- _Page_:
============================================================

One of the problems I see all the times, when we work with customers is that:

Data scientists don't understand what business objectives are
Business leaders don't understand what problem data scientists are solving

This loop of misunderstanding ends when finally a project is complete, deployed, and the result is not what either party expected.

Business leader: "Uhm, the system doesn't seem to work well, since using the prediction from the model, we are losing more money than last quarter"
Data scientist: "You asked for a system that maximizes prediction accuracy, and I built that for you."
Business leader: "Yes, but I wanted a system that maximizes revenue, I don't need a system that is accurate for cases where we don't make money, and it's always wrong for cases I care about!"
Data scientist: "Yes, but you didn't tell me that. You wanted an accurate system. The system I built is accurate."
Business leader: "Yes, but it was clear if you just read my mind or between the lines where I clearly implied what I wanted. Or just read my mind. Why can't you just do that? I pay you a lot of money."_

This is a case of a "high accuracy model" that doesn't deliver "business value". The data scientist says "mission accomplished!", the business leader says "this is an utter disaster", and they are both right.

If you are married, you probably can relate this to many unproductive discussions with your spouse. The "yes-but", the "read-my-mind", the "why-can't-you-just-be-like-XYZ?".

We need to replace accuracy metrics with decision value

The Business Problem#

Assume that:

The purchase cost for a mid-range industrial CNC mill is around $50,000-$150,000 [ref]
The annual gross production, if high utilization and good mix of work, is \$200,000-$400,000
When a serious failure occurs, the repair cost is $5,000-$20,000 (plus lost production cost) [ref]

The business leader wants a predictive model that predict when the CNC milling machine fails within the next 7 days of operation, using sensor data, so that a new part can be ordered and the machine repaired without downtime.

The Wrong Way#

Suppose the data scientist trains a classifier to predict $y$, whether a CNC milling machine will fail within the next 7 days

$y = 1$: failure within 7 days
$y = 0$: no failure

given the sensor data $x$

Assume the model reports an error rate of 1%, which means 99% accuracy. That sounds excellent at first. However, consider the real data: only 0.5% of all machine operating periods end in failure. That means a trivial model that "always predicts y = 0" (no failure) would have an error rate of only 0.5%. In other words, a completely useless model that never predicts failure looks more accurate than the model we trained.

============================================================

- _Collected data_:
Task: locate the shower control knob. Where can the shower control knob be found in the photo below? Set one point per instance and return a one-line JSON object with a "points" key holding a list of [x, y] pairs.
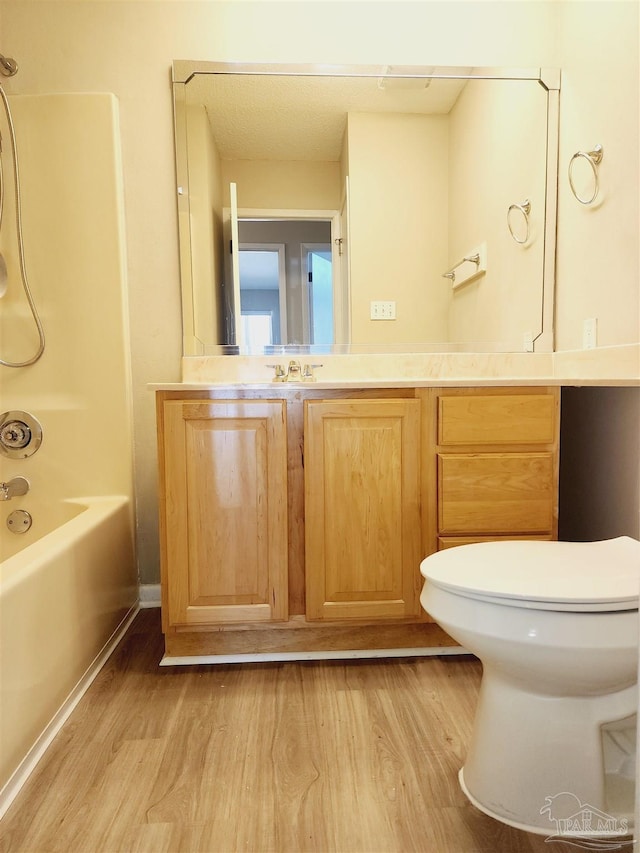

============================================================

- _Short task A_: In the passage above on model accuracy versus business value, repeat word for word the part that opens with the words containing "The purchase cost" and closes with "repaired without downtime.".
- _Short task B_: In the passage above on model accuracy versus business value, what share of all machine operating periods end in failure?

- _Task solution A_:
The purchase cost for a mid-range industrial CNC mill is around $50,000-$150,000 [ref]
The annual gross production, if high utilization and good mix of work, is \$200,000-$400,000
When a serious failure occurs, the repair cost is $5,000-$20,000 (plus lost production cost) [ref]

The business leader wants a predictive model that predict when the CNC milling machine fails within the next 7 days of operation, using sensor data, so that a new part can be ordered and the machine repaired without downtime.

- _Task solution B_: Only 0.5% of all machine operating periods end in failure.